=== Texto citado ===
----------------------------------------

O Brasil possui o décimo maior depósito de lítio do mundo, estimado em 1,3 milhão de toneladas, das quais 390 mil toneladas são economicamente viáveis, de acordo com dados do Serviço Geológico dos Estados Unidos. Especialistas indicam que esses números podem estar subestimados, já que o subsolo brasileiro ainda está em fase de mapeamento.
Até o momento, existem 53 requerimentos para exploração de lítio na Amazônia Legal, sendo 48 (90%) protocolados a partir de 2022, segundo levantamento da Repórter Brasil com base na base de dados pública da ANM (Agência Nacional de Mineração). Especialistas alertam que a extração do minério pode se expandir rapidamente e intensificar conflitos socioambientais na região.
O lítio é considerado estratégico para a transição energética, sendo usado principalmente em baterias de veículos elétricos e no armazenamento em larga escala de energia gerada por painéis solares e turbinas eólicas. Esses dois setores, transporte e geração de energia elétrica, são os maiores emissores de gases de efeito estufa no planeta.
“Existe uma disputa bastante violenta por recursos estratégicos na Amazônia [como lítio, níquel e terras raras]”, analisa a socióloga e geógrafa Elaine Santos, pós-doutora pelo IEA (Instituto de Estudos Avançados), da Universidade de São Paulo. “A ampliação da exploração mineral ali certamente vai provocar o aumento dos conflitos”, alerta.
“O aumento de requerimentos para um mineral específico é preocupante. O lítio é essencial para a transição energética, mas seu avanço acontece sem a devida avaliação dos custos sociais e ambientais”, pondera Pedro Igor Galvão Gomes, mestrando em Ciências do Ambiente da Universidade Federal do Tocantins e bolsista do Rights Lab da Universidade de Nottingham, no Reino Unido.
Processos minerários no Brasil
Desde 1943, foram protocolados 4,4 mil processos minerários ativos no Brasil, sendo 3,9 mil a partir de 2022, segundo dados da base da ANM.
Uma das preocupações está na proximidade desses processos com áreas protegidas. Dos 53 requerimentos na Amazônia Legal, mais da metade (29) está sobreposta ou a menos de 10 km de 21 territórios, incluindo cinco terras indígenas, oito unidades de conservação e oito assentamentos da reforma agrária. Desses 29 pedidos, 18 receberam autorização da ANM para pesquisa, etapa que envolve trabalho de campo e pode gerar impactos nos territórios, muitas vezes sem contato com as comunidades afetadas.

----------------------------------------

=== Dados fornecidos ===
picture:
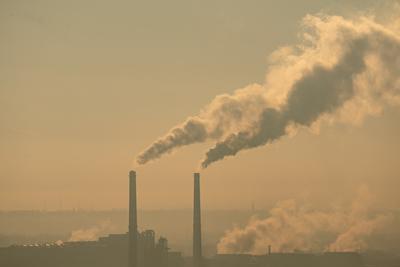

----------------------------------------

=== Tarefas propostas ===
A. No texto sobre o lítio, copie o trecho de "Uma das preocupações" até "as comunidades afetadas.", alterando "unidades de conservação" para "áreas de preservação".
B. Indique se cada afirmação abaixo está de acordo com o texto sobre o lítio, respondendo sim ou não e citando as palavras do texto que decidem a questão.
(i) Dos 53 requerimentos para exploração de lítio na Amazônia Legal, 48 foram protocolados a partir de 2022.
(ii) Todos os 29 pedidos próximos de territórios receberam autorização da ANM para pesquisa.
(iii) O Brasil possui o quinto maior depósito de lítio do mundo.

=== Respostas ===
A.
Uma das preocupações está na proximidade desses processos com áreas protegidas. Dos 53 requerimentos na Amazônia Legal, mais da metade (29) está sobreposta ou a menos de 10 km de 21 territórios, incluindo cinco terras indígenas, oito áreas de preservação e oito assentamentos da reforma agrária. Desses 29 pedidos, 18 receberam autorização da ANM para pesquisa, etapa que envolve trabalho de campo e pode gerar impactos nos territórios, muitas vezes sem contato com as comunidades afetadas.

B.
(i) Sim: "sendo 48 (90%) protocolados a partir de 2022".
(ii) Não: "Desses 29 pedidos, 18 receberam autorização da ANM para pesquisa".
(iii) Não: "O Brasil possui o décimo maior depósito de lítio do mundo".